**** RECORD EXCERPTS ****

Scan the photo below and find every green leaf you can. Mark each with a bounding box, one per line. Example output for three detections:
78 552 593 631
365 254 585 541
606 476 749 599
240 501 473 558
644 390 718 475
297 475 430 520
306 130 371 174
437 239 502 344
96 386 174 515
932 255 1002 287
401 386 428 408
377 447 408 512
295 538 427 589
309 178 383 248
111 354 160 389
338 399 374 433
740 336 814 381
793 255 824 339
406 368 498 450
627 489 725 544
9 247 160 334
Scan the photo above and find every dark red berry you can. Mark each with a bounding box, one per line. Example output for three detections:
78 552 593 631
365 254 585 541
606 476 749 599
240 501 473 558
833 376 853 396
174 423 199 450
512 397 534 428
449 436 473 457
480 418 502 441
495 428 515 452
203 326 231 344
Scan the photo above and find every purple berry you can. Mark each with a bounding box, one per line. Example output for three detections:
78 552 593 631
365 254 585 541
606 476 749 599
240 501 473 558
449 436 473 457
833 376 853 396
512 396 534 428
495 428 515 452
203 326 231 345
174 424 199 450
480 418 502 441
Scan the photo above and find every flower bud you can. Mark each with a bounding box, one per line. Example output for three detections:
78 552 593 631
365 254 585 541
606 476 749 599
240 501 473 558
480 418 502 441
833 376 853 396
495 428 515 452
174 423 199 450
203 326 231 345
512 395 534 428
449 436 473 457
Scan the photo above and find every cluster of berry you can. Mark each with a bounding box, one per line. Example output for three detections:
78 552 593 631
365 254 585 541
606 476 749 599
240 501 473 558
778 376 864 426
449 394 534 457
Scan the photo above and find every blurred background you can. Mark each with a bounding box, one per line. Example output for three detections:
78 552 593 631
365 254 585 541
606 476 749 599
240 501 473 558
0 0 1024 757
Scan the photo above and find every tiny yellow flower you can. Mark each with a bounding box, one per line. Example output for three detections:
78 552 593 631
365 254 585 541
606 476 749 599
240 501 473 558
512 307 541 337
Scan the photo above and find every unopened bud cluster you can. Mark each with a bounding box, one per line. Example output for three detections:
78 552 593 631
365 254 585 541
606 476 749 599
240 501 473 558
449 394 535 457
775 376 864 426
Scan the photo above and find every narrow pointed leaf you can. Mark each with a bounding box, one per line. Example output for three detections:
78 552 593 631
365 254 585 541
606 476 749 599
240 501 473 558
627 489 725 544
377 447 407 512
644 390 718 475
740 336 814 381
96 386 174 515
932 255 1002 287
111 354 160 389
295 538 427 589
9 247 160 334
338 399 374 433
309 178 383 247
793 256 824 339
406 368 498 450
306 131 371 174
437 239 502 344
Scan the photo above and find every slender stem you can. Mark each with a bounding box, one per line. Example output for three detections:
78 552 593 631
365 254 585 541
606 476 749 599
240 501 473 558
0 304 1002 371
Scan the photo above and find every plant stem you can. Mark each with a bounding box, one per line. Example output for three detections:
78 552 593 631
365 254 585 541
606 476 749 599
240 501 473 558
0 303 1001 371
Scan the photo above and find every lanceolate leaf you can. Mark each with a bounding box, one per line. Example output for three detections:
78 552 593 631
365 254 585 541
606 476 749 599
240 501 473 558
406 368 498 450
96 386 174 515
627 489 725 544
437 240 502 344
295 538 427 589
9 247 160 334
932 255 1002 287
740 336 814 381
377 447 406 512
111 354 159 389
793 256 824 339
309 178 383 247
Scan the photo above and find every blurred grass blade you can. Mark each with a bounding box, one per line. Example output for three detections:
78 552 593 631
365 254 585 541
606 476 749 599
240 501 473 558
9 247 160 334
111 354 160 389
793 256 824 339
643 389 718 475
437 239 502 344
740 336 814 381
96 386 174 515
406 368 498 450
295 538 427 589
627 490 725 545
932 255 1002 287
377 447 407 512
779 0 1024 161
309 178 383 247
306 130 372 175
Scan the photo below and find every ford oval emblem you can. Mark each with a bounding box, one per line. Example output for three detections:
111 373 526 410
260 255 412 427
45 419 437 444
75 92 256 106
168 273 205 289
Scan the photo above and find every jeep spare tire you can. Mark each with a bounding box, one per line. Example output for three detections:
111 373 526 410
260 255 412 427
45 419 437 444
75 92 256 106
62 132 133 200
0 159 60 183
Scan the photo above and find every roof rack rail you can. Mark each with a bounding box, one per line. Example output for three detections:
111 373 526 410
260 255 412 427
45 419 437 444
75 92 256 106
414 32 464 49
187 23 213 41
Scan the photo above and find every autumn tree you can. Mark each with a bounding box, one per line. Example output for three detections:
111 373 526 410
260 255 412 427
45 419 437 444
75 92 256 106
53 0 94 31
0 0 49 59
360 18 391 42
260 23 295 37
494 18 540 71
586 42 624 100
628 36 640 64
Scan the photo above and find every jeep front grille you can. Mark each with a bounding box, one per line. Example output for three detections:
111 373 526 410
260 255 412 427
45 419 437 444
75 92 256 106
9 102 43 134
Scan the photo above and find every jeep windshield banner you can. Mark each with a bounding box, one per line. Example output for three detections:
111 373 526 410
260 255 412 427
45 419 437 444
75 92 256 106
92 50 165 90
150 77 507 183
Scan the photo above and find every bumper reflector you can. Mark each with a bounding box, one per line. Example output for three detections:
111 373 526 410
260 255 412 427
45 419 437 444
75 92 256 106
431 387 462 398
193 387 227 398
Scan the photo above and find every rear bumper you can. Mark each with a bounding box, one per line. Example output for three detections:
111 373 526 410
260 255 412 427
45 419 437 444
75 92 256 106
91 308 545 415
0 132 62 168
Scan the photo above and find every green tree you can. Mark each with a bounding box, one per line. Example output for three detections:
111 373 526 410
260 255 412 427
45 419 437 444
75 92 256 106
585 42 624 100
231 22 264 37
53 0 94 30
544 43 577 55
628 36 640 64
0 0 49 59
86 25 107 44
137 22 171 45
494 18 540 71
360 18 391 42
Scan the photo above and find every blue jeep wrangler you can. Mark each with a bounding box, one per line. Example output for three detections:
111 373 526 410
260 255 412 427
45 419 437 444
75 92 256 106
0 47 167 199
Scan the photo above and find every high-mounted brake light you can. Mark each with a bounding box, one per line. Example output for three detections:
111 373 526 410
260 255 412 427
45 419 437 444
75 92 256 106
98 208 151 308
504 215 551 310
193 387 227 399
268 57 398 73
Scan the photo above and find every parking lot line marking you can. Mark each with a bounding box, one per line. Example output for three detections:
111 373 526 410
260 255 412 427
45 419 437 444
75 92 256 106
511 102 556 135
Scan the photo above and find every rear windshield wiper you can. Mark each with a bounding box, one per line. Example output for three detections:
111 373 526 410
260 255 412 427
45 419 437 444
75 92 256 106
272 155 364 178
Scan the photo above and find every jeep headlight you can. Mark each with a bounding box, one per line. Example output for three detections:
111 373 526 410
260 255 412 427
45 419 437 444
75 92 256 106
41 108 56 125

****

Reproduce every line of the entries above verbatim, with no changes.

• EXERCISE RESULT:
Scan the photo below and find every green leaf you can. Mark each with a bounding box, one per line. Example output for three detections:
78 552 593 631
365 254 585 541
606 476 749 599
240 501 473 558
644 390 718 475
297 475 430 520
306 130 371 174
437 239 502 344
96 386 174 515
932 255 1002 287
401 386 428 408
377 447 408 512
295 538 427 589
309 178 383 248
111 354 160 389
338 399 374 433
740 336 814 381
793 255 824 339
406 368 498 450
627 489 725 544
9 247 160 334
Scan the photo above and find every dark red berry you can. Mark each with a bounding box, one per line. Example output for three detections:
78 552 593 631
365 254 585 541
606 476 749 599
240 501 473 558
833 376 853 396
174 423 199 450
512 397 534 428
449 436 473 457
480 418 502 441
495 428 515 452
203 326 231 344
Scan the photo above and find every purple berry you can. Mark each with a bounding box, one per line. Example output for three detections:
78 552 593 631
365 254 585 541
606 476 749 599
240 501 473 558
449 436 473 457
833 376 853 396
512 396 534 428
495 428 515 452
203 326 231 345
174 424 199 450
480 418 502 441
Scan the photo above and find every flower bud you can. Mark each with a bounding box, one per line. Example output for three detections:
78 552 593 631
365 254 585 541
606 476 749 599
240 501 473 558
480 418 502 441
833 376 853 396
495 428 515 452
174 423 199 450
203 326 231 345
512 395 534 428
449 436 473 457
Scan the photo above and find every cluster of berry you can. Mark each with a bounding box, one per line. Example output for three detections:
78 552 593 631
365 254 585 541
606 476 749 599
240 501 473 558
778 376 864 426
449 394 534 457
Scan the photo above and find every blurred background you can. Mark each with a bounding box, one per line. Example output for three detections:
78 552 593 631
365 254 585 541
606 476 749 599
240 501 473 558
0 0 1024 757
Scan the photo above and find every tiny yellow flower you can. Mark each with a bounding box, one per line. Example output for three detections:
78 552 593 631
365 254 585 541
606 476 749 599
240 501 473 558
512 307 541 337
Scan the photo above and find every unopened bud cluster you can. Mark each with a bounding box, one per line. Example output for three detections:
78 552 593 631
365 254 585 541
606 476 749 599
240 501 473 558
449 394 535 457
775 376 864 426
Scan the photo above and find every narrow pointed leaf you can. Mark each with a bounding box, one per line. Example output for three detections:
78 552 593 631
365 254 585 541
606 476 749 599
240 501 473 558
627 489 725 544
377 447 407 512
644 390 718 475
740 336 814 381
96 386 174 515
932 255 1002 287
111 354 160 389
295 538 427 589
9 247 160 334
338 399 374 433
309 178 383 247
793 256 824 339
406 368 498 450
306 131 371 174
437 239 502 344
Scan the photo above and find every slender stem you can. Mark each with a bounding box, one per line. Example output for three detections:
78 552 593 631
365 254 585 541
606 476 749 599
240 501 473 558
0 304 1002 371
Scan the photo above and find every plant stem you can. Mark each with a bounding box, one per line. Example output for three detections:
78 552 593 631
365 254 585 541
606 476 749 599
240 501 473 558
0 303 1001 371
Scan the photo above and find every lanceolate leaf you can. Mark each with a bounding box, one per line. Example output for three detections:
78 552 593 631
365 254 585 541
606 476 749 599
240 501 473 558
406 368 498 450
96 386 174 515
627 489 725 544
437 240 502 344
295 538 427 589
9 247 160 334
932 255 1002 287
740 336 814 381
377 447 406 512
111 354 159 389
793 256 824 339
309 178 383 247
Scan the photo above and find every blurred grass blade you can. Mark each with a bounding box, one per line. Example output for three detections:
78 552 593 631
365 254 585 541
606 476 749 599
240 501 473 558
9 247 160 334
111 354 160 389
793 256 824 339
643 389 718 475
437 239 502 344
740 336 814 381
96 386 174 515
406 368 498 450
295 538 427 589
627 490 725 545
932 255 1002 287
377 447 407 512
779 0 1024 161
309 178 383 247
306 130 372 175
Scan the photo below and find every ford oval emblem you can. Mark each with a bounding box, one per line. Example output for three detections:
111 373 526 410
260 255 412 427
45 419 437 444
75 92 256 106
168 273 205 289
Scan the photo above and find every jeep spare tire you can. Mark each with a bounding box, one per line. Example output for three detections:
111 373 526 410
260 255 412 427
45 419 437 444
75 92 256 106
62 132 133 200
0 159 60 183
Scan the photo above and find every roof rack rail you can. Mark each with a bounding box, one per line. Example output for three detections:
111 373 526 410
260 255 412 427
45 419 437 444
75 92 256 106
414 32 464 49
187 23 213 41
Scan the photo above and find every autumn tree you can. Mark each with a bounding box, one per line. Example output for three detections:
111 373 526 410
260 255 412 427
45 419 437 444
75 92 256 106
53 0 94 31
0 0 49 59
360 18 391 42
260 23 295 37
494 18 540 71
586 42 624 100
628 36 640 64
Scan the photo above and find every jeep front grille you can. Mark each with a bounding box, one per line. Example output for three detections:
111 373 526 410
260 255 412 427
45 419 437 444
75 92 256 106
9 102 43 134
Scan the photo above and find every jeep windshield banner you can. Mark each with a bounding box, one per line. Example output for three detections:
111 373 526 410
260 255 412 427
45 419 437 444
75 92 256 106
92 50 165 90
150 77 507 183
Scan the photo above and find every bumper reflector you can. Mark each with a bounding box, one per line. Example output for three detections:
111 373 526 410
260 255 412 427
45 419 437 444
75 92 256 106
431 387 462 398
193 387 227 398
Scan the photo above and find every rear bumper you can. Mark each with a bounding box, one per line. Example output for three detections:
111 373 526 410
260 255 412 427
45 419 437 444
75 92 256 106
91 308 545 415
0 132 62 168
Scan the photo above and find every green tree you can. Mark each with a bounding box, one per line. Example output for three detections:
111 373 526 410
260 255 412 427
45 419 437 444
75 92 256 106
585 42 624 100
231 22 264 37
53 0 94 30
544 43 577 55
628 36 640 64
0 0 49 59
86 25 107 44
137 22 171 45
494 18 540 71
360 18 391 42
Scan the photo above and find every blue jeep wrangler you can. Mark each with a bounding box, one per line. Example output for three detections:
111 373 526 410
260 255 412 427
45 419 437 444
75 92 256 106
0 47 167 199
Scan the photo above and find every high-mounted brake light you can. Mark each with a bounding box, one per line. Example output for three detections:
111 373 526 410
260 255 412 427
45 419 437 444
75 92 256 106
98 208 151 308
504 215 551 310
193 387 227 399
268 57 398 73
Scan the photo above and find every parking lot line marking you can. Mark each with a bounding box, one per line. Example output for three detections:
111 373 526 410
260 255 412 427
45 419 437 444
75 92 256 106
511 102 556 135
Scan the photo above and find every rear windshield wiper you can. Mark each with a bounding box, one per line. Example output for three detections:
111 373 526 410
260 255 412 427
45 419 437 444
75 92 256 106
272 155 364 178
Scan the photo above and find every jeep headlight you can. Mark each with a bounding box, one per line. Example output for three detections:
111 373 526 410
260 255 412 427
45 419 437 444
75 92 256 106
41 108 56 125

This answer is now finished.